> [ФРАГМЕНТ ТЕКСТА]:

Наконец появилась первая информация. Она была в высшей степени неформальная, и даже более того - она была секретная, по крайней мере появившиеся на своих рабочих местах работники авиакомпании и аэропорта, которые нам ее сообщали, вели себя так, словно совершали должностное преступление, давая нам ее. Заключались новости в том, что наше требование размещения в гостинице - это нонсенс по местным понятиям, и именно поэтому никаких гостиниц нам не предоставили и никогда не предоставят, потому что здесь никто никогда этого не делал, и не знает - как это делается, и вообще не имеет таких полномочий!

> [ИСХОДНЫЕ ДАННЫЕ]:
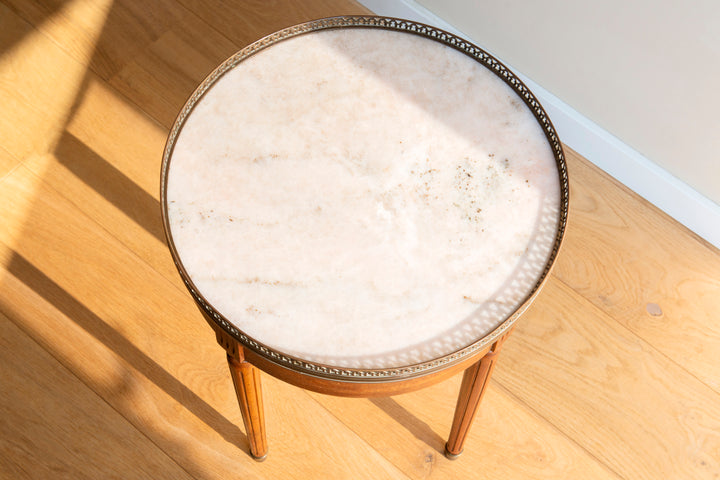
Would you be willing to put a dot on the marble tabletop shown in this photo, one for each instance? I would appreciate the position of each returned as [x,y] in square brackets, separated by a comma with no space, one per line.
[363,198]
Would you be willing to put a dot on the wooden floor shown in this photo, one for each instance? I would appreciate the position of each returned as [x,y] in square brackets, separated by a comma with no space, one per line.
[108,370]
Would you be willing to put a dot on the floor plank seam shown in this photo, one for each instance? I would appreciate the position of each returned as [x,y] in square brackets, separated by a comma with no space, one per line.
[646,342]
[32,338]
[357,435]
[498,384]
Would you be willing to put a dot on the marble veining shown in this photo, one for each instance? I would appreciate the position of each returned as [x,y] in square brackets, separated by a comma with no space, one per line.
[363,198]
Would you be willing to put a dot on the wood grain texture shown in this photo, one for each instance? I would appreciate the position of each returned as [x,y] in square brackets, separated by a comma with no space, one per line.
[604,386]
[610,375]
[51,423]
[644,270]
[248,388]
[7,162]
[139,342]
[506,441]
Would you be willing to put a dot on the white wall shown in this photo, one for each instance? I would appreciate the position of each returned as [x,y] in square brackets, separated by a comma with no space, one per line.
[647,71]
[633,85]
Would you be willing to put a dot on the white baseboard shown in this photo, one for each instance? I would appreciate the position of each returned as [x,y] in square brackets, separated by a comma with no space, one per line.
[656,185]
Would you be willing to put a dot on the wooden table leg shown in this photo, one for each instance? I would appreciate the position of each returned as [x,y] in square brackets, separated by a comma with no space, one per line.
[246,379]
[474,383]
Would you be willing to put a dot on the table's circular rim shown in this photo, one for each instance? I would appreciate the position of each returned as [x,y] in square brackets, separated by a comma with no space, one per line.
[354,374]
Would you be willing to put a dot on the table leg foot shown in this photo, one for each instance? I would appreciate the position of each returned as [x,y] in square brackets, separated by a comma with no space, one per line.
[451,456]
[474,384]
[246,379]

> [ЧТО СДЕЛАТЬ]: Выпишите из фрагмента без изменений текст от слов «Наконец появилась первая» до слов «имеет таких полномочий!». Данные здесь никакой роли не играют.

> [ИТОГ УПРАЖНЕНИЯ]:
Наконец появилась первая информация. Она была в высшей степени неформальная, и даже более того - она была секретная, по крайней мере появившиеся на своих рабочих местах работники авиакомпании и аэропорта, которые нам ее сообщали, вели себя так, словно совершали должностное преступление, давая нам ее. Заключались новости в том, что наше требование размещения в гостинице - это нонсенс по местным понятиям, и именно поэтому никаких гостиниц нам не предоставили и никогда не предоставят, потому что здесь никто никогда этого не делал, и не знает - как это делается, и вообще не имеет таких полномочий!